WHAT YOU SHOULD DO: Word for word, reproduce the records that follow.

═════ DATA RECORDS

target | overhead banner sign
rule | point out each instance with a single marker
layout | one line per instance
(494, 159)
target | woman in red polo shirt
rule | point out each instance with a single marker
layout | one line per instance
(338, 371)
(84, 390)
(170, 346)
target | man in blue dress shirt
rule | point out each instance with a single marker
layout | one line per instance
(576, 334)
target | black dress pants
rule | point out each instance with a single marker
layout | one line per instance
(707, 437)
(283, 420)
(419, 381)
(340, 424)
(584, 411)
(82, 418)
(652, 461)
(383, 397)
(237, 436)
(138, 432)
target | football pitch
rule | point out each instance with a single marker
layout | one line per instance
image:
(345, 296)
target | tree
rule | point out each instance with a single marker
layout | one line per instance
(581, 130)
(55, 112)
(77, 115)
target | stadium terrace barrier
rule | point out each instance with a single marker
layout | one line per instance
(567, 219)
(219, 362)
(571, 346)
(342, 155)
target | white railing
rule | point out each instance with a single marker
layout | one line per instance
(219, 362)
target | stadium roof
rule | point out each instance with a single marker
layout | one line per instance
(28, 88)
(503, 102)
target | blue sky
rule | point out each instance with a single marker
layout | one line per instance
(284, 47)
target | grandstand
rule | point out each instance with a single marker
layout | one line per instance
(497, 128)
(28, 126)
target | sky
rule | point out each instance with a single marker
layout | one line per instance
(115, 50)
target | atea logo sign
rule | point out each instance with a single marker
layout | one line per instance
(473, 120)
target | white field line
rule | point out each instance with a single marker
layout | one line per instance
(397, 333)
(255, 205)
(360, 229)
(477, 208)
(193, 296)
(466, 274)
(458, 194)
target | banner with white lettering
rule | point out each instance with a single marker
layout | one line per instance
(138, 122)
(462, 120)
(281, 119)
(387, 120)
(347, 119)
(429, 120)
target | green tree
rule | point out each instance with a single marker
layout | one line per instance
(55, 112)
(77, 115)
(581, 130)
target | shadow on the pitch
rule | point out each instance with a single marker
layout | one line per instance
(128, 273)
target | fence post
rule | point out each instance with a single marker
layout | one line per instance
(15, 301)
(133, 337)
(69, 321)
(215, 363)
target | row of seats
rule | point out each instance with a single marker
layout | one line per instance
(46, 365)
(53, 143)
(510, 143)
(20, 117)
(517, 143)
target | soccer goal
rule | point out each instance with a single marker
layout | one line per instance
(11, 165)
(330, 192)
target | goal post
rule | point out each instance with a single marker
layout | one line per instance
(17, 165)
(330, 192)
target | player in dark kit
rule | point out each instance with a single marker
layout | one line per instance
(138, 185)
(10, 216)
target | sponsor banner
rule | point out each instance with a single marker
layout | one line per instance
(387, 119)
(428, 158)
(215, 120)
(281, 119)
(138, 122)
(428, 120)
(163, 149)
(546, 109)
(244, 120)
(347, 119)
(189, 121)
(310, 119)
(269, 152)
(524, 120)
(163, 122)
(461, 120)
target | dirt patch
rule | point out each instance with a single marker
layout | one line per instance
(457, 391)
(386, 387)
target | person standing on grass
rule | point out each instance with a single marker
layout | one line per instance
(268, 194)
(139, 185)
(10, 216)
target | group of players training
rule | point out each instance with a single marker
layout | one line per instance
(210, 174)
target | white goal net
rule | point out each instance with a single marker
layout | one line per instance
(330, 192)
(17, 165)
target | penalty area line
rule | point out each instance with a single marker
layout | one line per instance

══════════

EXERCISE ANSWER:
target | overhead banner sign
rule | point out each instance with a single marker
layout | one line per instance
(494, 159)
target | woman in red polo shirt
rule | point out each instance with a single marker
layout | one line per instance
(338, 371)
(84, 390)
(170, 346)
target | man in blue dress shirt
rule | point out each instance with a single marker
layout | one line per instance
(576, 334)
target | black dress pants
rule | point out each instance with a single marker
layout | one line per instance
(707, 437)
(283, 420)
(419, 381)
(340, 424)
(584, 411)
(82, 418)
(652, 461)
(383, 397)
(237, 436)
(138, 432)
target | football pitch
rule | point out each instance with a single marker
layout | one line per instance
image:
(345, 296)
target | tree
rule | point out each instance with a single marker
layout | one line per instance
(581, 130)
(55, 112)
(77, 115)
target | stadium terrace barrier
rule | point out each instance with a single marker
layout | one line per instance
(567, 219)
(219, 362)
(571, 346)
(342, 155)
target | white railing
rule | point out each instance with a single marker
layout | one line per instance
(219, 362)
target | stadium roof
rule | point out each instance with a single marker
layout | one line per instance
(28, 88)
(503, 102)
target | blue sky
rule | point out each instance with a single marker
layout | one line per instance
(284, 47)
target | grandstand
rule | point out each instance with a single marker
layout | one line per instance
(497, 128)
(28, 126)
target | sky
rule | point out each instance with a single marker
layout | one line per instance
(115, 50)
target | atea logo sign
rule | point out each instance with a single marker
layout | one line per instance
(473, 120)
target | white field line
rule | point out each instance with a single marker
layout | one line per instance
(397, 333)
(255, 205)
(360, 229)
(477, 208)
(193, 296)
(466, 274)
(458, 194)
target | banner with white lettering
rule | point out each instance with a single marker
layout | one line per instance
(138, 122)
(462, 120)
(281, 119)
(387, 120)
(347, 119)
(429, 120)
target | green tree
rule | point out each instance with a single marker
layout | one line per instance
(55, 112)
(77, 115)
(581, 130)
target | shadow on the pitch
rule | point out each instance with a single marker
layout | one line per instance
(128, 273)
target | fence post
rule | point out each instance with a single marker
layout | one line per instance
(15, 301)
(133, 337)
(69, 321)
(215, 363)
target | row of seats
rule | point out each instance with a single marker
layout | one line per instance
(46, 365)
(53, 143)
(510, 143)
(20, 117)
(517, 143)
target | soccer goal
rule | point out each instance with a single marker
layout | one line per instance
(11, 165)
(330, 192)
target | goal post
rule | point out each instance with a single marker
layout | one line per instance
(17, 165)
(330, 192)
target | player in dark kit
rule | point out each instance with a single marker
layout | one line per instance
(138, 185)
(10, 216)
target | sponsor banner
rule | point out each instance with a single marker
layout | one line per instance
(387, 119)
(428, 158)
(215, 120)
(281, 119)
(138, 122)
(428, 120)
(163, 149)
(546, 109)
(244, 120)
(347, 119)
(189, 121)
(310, 119)
(269, 152)
(524, 120)
(163, 122)
(461, 120)
target | dirt patch
rule | point out each instance with a single marker
layout | one line per instance
(457, 391)
(386, 387)
target | person standing on grass
rule | point out each instance with a single marker
layout | one line per instance
(268, 194)
(139, 185)
(10, 216)
target | group of players training
rule | point out each instance with a single marker
layout | one line per instance
(210, 174)
target | white goal net
rule | point out each instance with a single marker
layout | one line per instance
(330, 192)
(17, 165)
target | penalty area line
rule | point out each instance with a single marker
layout | one line per instance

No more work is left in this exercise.